## Begin EXCERPT TO READ

Given the polynomail P(x) with real coefficients and order n. This polynomials can be factorized by extracting a quadrtic polynomial q(x). This step yields the reduced polynomial B(x) and the remainder mononial r(x).
Code:
P(x) = q(x)B(x) + r(x)
Where:
Code:
P(x) = x^n + a(1)*x^(n-1) + ... + a(n-1)*x + a(n)
q(x) = x^2 + c(1)*x + c(2)
r(x) = d(1)*x + d(2)
B(x) = x^(n-2) + b(1)*x^(n-3) + ... + b(n-3)*x + b(n-2)
When q(x) is an exact factor of P(x), r(x)=0, that is d(1) and d(2) are zero.
The Lin-Bairstow algorithm factors out q(x) repeatedly to obtain real and imaginary roots calculated from the quadratic polynomial q(x).
I devised another algorithm that extracts the quadratic polynomial q(x) by optimization:
Given tthe coefficients a(1) to a(n), the tolerance toler, and the optimized function Fx(c(1),c(2)) that returns the value of sqrt(d(1)^2 + d(2)^2). Hereis a generic version of the pseudo-code for the Optimization-Based Quadratic Reducrion (OBQR):
1. Initialize variables.
2. While order>=2.
2.1 Initialize c(1) and c(2).
2.2 Minimize function Fx by using an algorithm that changes the values of c(1) and c(2) to yield a value for sqrt(d(1)^2 + d(2)^2) that is close to zero. Use the tolerance value and possibly a maximum iteration limit to stop the optimization process.
2.3 Extract x^2 + c(1)*x + c(2) from P(x) and obtain B(x).
2.4 Calculates the roots of q(x), such that roots(i,1)=real_part and roots(i,2) = imaginary_part (or 0 for real roots).
2.5 Set the coefficients of P(x) to be those of B(x).
3. If order = 1, calculate the last root as -a(1).
4. Return the roots.
The optimizing function divides P(x) by q(x) and obtains the coefficients for the simple polynomial r(x). The function then returns sqrt(d(1)^2 + d(2)^2).
You have a wide variety of choices for the optimizing algorithms. You can choose legacy deterministic algorithms or the newer evolutionary algorithms that rely on random numbers. The latter algorithms yield slightly different results each time you use them.

## End EXCERPT TO READ

# [GIVEN TASK 1]
Extract every line from the rows below that contains the string "left".

## Begin DATA TO PROCESS

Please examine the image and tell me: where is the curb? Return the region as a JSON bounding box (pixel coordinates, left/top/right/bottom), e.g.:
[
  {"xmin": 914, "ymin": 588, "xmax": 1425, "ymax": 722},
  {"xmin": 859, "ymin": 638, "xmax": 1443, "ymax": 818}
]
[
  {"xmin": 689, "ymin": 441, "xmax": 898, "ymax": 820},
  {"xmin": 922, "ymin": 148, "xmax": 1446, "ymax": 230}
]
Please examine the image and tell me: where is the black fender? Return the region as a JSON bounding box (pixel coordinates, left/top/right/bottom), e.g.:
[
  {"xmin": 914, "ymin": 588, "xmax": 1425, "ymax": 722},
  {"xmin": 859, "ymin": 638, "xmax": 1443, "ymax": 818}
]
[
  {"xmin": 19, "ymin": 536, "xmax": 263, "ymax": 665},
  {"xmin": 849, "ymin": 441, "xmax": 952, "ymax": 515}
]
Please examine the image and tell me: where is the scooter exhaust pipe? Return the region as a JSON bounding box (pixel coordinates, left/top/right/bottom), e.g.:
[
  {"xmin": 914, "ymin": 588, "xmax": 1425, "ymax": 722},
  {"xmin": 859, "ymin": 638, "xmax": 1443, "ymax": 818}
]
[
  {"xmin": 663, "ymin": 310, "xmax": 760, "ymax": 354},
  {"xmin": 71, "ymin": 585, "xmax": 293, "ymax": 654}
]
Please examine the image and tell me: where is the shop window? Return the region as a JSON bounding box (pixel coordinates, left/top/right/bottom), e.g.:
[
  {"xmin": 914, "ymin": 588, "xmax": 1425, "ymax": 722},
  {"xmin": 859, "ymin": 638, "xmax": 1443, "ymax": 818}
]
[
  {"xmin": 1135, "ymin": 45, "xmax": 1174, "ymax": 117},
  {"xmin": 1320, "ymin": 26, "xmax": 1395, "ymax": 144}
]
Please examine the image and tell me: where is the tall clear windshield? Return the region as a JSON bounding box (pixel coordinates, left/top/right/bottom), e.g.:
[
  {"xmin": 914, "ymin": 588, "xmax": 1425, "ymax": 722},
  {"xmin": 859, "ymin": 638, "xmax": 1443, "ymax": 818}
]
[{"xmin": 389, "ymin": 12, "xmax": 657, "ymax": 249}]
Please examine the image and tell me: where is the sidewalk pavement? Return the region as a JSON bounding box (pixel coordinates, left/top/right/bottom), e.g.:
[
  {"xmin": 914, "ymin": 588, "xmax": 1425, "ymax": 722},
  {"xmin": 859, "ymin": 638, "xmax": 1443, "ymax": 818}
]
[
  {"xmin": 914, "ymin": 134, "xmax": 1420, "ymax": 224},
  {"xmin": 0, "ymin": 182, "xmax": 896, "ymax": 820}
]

## End DATA TO PROCESS
## Begin DATA TO PROCESS

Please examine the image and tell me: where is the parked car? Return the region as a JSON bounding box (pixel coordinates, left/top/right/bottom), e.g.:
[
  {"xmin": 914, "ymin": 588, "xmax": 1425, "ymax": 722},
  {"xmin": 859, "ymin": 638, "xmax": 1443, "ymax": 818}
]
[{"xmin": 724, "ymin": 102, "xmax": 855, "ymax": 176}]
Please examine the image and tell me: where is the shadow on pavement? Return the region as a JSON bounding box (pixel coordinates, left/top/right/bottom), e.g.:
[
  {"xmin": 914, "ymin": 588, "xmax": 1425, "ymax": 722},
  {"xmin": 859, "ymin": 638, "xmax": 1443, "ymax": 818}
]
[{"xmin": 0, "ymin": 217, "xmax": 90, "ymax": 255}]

## End DATA TO PROCESS
## Begin DATA TO PROCESS

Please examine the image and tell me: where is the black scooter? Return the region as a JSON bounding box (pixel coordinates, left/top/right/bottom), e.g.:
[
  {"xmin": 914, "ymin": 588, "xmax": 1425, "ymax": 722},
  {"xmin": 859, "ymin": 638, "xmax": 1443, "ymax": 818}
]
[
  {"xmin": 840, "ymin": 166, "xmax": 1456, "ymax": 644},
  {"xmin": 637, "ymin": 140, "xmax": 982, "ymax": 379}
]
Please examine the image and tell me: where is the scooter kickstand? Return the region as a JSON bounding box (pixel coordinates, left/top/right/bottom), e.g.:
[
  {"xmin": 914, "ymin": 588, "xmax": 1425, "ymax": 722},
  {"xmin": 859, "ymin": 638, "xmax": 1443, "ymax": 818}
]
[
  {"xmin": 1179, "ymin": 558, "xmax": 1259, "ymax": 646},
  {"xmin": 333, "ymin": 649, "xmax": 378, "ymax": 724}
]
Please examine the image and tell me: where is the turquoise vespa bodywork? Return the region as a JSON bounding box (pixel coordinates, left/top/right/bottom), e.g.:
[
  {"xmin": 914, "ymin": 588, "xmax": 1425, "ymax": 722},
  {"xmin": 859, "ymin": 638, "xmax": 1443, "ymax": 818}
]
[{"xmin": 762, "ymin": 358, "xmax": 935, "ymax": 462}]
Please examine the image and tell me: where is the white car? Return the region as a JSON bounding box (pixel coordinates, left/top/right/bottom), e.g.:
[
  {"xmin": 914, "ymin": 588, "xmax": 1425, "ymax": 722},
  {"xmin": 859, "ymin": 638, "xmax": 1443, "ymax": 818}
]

## End DATA TO PROCESS

# [GIVEN TASK 2]
Retype verbatim the part of the polynomial-factoring text above that starts at the words "2.1 Initialize c(1)" and ends after "returns sqrt(d(1)^2 + d(2)^2).".

# [WRITTEN SOLUTION 1]
Please examine the image and tell me: where is the curb? Return the region as a JSON bounding box (pixel coordinates, left/top/right/bottom), e.g.:
Please examine the image and tell me: where is the black fender? Return the region as a JSON bounding box (pixel coordinates, left/top/right/bottom), e.g.:
Please examine the image and tell me: where is the scooter exhaust pipe? Return the region as a JSON bounding box (pixel coordinates, left/top/right/bottom), e.g.:
Please examine the image and tell me: where is the shop window? Return the region as a JSON bounding box (pixel coordinates, left/top/right/bottom), e.g.:
Please examine the image and tell me: where is the tall clear windshield? Return the region as a JSON bounding box (pixel coordinates, left/top/right/bottom), e.g.:
Please examine the image and tell me: where is the sidewalk pavement? Return the region as a JSON bounding box (pixel coordinates, left/top/right/bottom), e.g.:
Please examine the image and tell me: where is the parked car? Return the region as a JSON bounding box (pixel coordinates, left/top/right/bottom), e.g.:
Please examine the image and tell me: where is the shadow on pavement? Return the region as a JSON bounding box (pixel coordinates, left/top/right/bottom), e.g.:
Please examine the image and tell me: where is the black scooter? Return the region as a JSON bounding box (pixel coordinates, left/top/right/bottom), e.g.:
Please examine the image and tell me: where is the scooter kickstand? Return the region as a JSON bounding box (pixel coordinates, left/top/right/bottom), e.g.:
Please examine the image and tell me: where is the turquoise vespa bodywork? Return the region as a JSON bounding box (pixel coordinates, left/top/right/bottom), e.g.:
Please examine the image and tell me: where is the white car? Return the region as a JSON bounding box (pixel coordinates, left/top/right/bottom), e.g.:

# [WRITTEN SOLUTION 2]
2.1 Initialize c(1) and c(2).
2.2 Minimize function Fx by using an algorithm that changes the values of c(1) and c(2) to yield a value for sqrt(d(1)^2 + d(2)^2) that is close to zero. Use the tolerance value and possibly a maximum iteration limit to stop the optimization process.
2.3 Extract x^2 + c(1)*x + c(2) from P(x) and obtain B(x).
2.4 Calculates the roots of q(x), such that roots(i,1)=real_part and roots(i,2) = imaginary_part (or 0 for real roots).
2.5 Set the coefficients of P(x) to be those of B(x).
3. If order = 1, calculate the last root as -a(1).
4. Return the roots.
The optimizing function divides P(x) by q(x) and obtains the coefficients for the simple polynomial r(x). The function then returns sqrt(d(1)^2 + d(2)^2).